(Point annotations for photos)
--

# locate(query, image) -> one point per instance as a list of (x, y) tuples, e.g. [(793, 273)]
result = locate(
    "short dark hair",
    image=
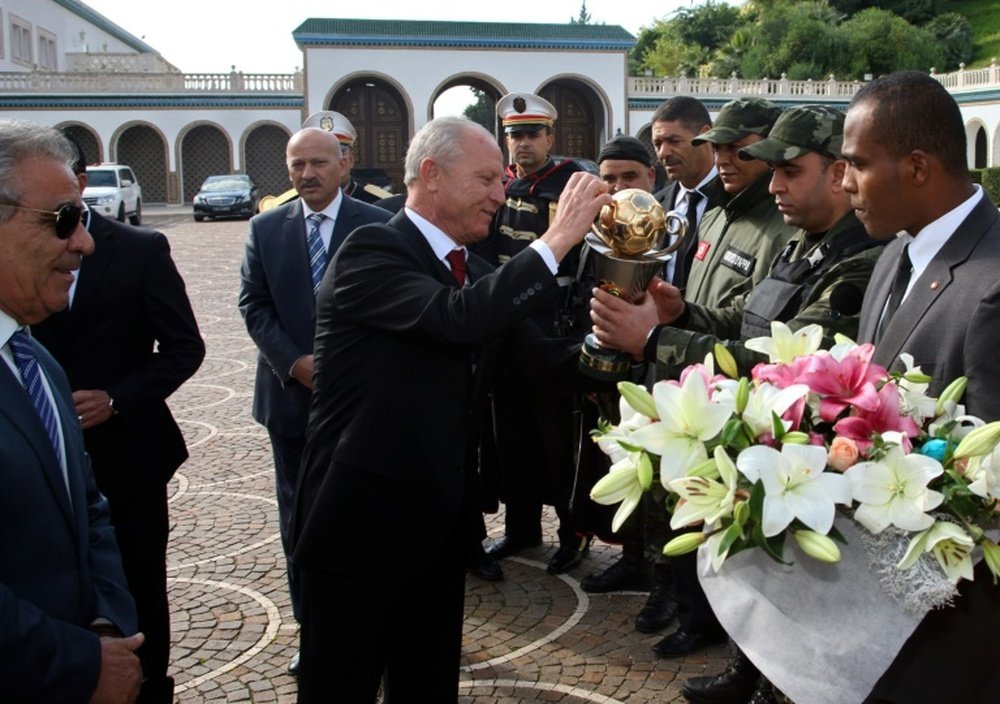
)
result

--

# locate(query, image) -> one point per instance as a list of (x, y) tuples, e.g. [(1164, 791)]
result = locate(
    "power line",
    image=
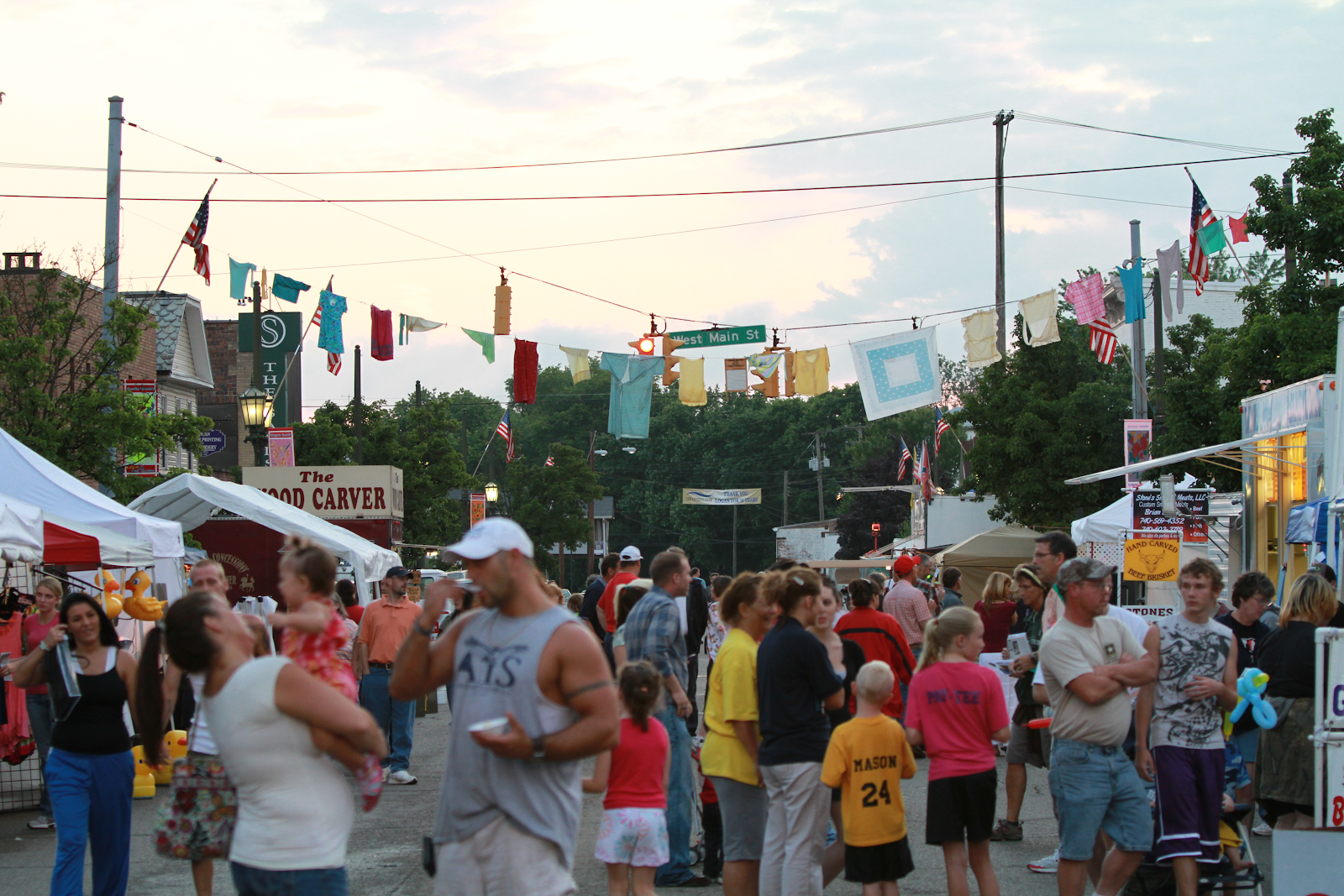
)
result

--

◆ Goal
Report how many lines in the records contain the string "instance", matching case. Give only the number.

◆ Result of this task
2